There is no ASN.1 support in bioperl at all. Also, ASN.1 support in  
perl is actually thin - there is Convert::ASN1 at version 0.18 two  
years ago that I could find ... doesn't make me feel warm and fuzzy.

In the absence of any XML available from NCBI, gene_info might be the  
best start. An option could be to check for the presence of the other  
tab-delimited files and use those that are present. These are  
tab-delimited and hence the format itself is trivial so you can focus  
entirely on setting up a Bio::Seq plus annotation that's  
comparable/compatible to what the current SeqIO::locuslink does.

My $0.02 (worth less and less almost every day).

	-hilmar

On Thursday, December 23, 2004, at 10:51  AM, Peter Robinson wrote:

> Hi,
>
> I have been thinking about given a BioPerl EntrezGene parser a try  
> since
> I have been a heavy user of locus link to date. One issue is that the
> files that correspond to LL_tmpl (which was a flat file) are now in asn
> format
> http://www.ncbi.nlm.nih.gov/entrez/query/static/help/ 
> genehelp.html#query
> Although I saw some mention of ASN support in Bioperl by googling, I
> can't seem to find any module that does this in the present
> distribution. What is the status on that? In any case, I will be  
> working
> on this in the next month or two and if anything nice comes of it I  
> will
> send it to you / BioPerpl.

## SHORT TASK A
Print the part of the BioPerl message starting at "There is no" and ending at "current SeqIO::locuslink does.".
## SHORT TASK B
Render this sentence from the BioPerl message in Spanish: "There is no ASN.1 support in bioperl at all."
## SHORT TASK C
Pick up the BioPerl message from its last line and keep writing it.

## RECORD EXTRACTS
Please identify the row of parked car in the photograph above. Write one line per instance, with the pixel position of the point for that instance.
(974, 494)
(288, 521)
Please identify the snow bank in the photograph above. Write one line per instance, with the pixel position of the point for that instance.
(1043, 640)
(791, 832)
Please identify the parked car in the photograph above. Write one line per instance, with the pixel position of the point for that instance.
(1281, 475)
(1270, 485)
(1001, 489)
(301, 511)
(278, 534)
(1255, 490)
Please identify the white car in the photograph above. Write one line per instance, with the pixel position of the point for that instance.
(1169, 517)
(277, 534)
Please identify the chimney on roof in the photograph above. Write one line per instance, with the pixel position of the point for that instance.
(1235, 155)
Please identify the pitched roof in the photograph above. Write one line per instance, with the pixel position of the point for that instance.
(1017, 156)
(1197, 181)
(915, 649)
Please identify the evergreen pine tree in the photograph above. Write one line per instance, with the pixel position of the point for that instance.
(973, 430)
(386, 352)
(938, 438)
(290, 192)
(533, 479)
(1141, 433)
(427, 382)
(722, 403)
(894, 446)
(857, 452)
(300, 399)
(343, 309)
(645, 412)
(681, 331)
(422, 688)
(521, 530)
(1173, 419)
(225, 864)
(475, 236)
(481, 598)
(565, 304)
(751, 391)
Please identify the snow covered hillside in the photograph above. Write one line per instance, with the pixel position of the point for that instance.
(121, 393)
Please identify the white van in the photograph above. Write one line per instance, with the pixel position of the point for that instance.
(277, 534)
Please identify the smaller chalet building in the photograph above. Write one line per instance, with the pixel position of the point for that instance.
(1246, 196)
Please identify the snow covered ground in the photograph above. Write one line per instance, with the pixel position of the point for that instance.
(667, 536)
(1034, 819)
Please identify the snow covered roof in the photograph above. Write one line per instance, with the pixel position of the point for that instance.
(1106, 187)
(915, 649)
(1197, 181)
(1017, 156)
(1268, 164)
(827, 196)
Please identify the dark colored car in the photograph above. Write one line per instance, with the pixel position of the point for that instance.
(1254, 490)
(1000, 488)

## EXERCISE RESPONSE A
There is no ASN.1 support in bioperl at all. Also, ASN.1 support in  
perl is actually thin - there is Convert::ASN1 at version 0.18 two  
years ago that I could find ... doesn't make me feel warm and fuzzy.

In the absence of any XML available from NCBI, gene_info might be the  
best start. An option could be to check for the presence of the other  
tab-delimited files and use those that are present. These are  
tab-delimited and hence the format itself is trivial so you can focus  
entirely on setting up a Bio::Seq plus annotation that's  
comparable/compatible to what the current SeqIO::locuslink does.

## EXERCISE RESPONSE B
No hay ningún soporte para ASN.1 en bioperl.

## EXERCISE RESPONSE C
>
> best wishes & happy holidays
>
> Peter
>
> On Tue, 2004-12-14 at 09:00, Hilmar Lapp wrote:
>> Since load_seqdatabase.pl will use bioperl's SeqIO parsers for parsing
>> any input file, what you're asking is whether or not there is a SeqIO
>> parser for NCBI Gene.
>>
>> The answer to that question is no, not yet. Anybody who feels  
>> motivated
>> is welcome to give it a try ... Since I'll need it, I'll write the
>> parser if nobody else does within the next 3 months, but I'm not going
>> to promise when exactly this will happen.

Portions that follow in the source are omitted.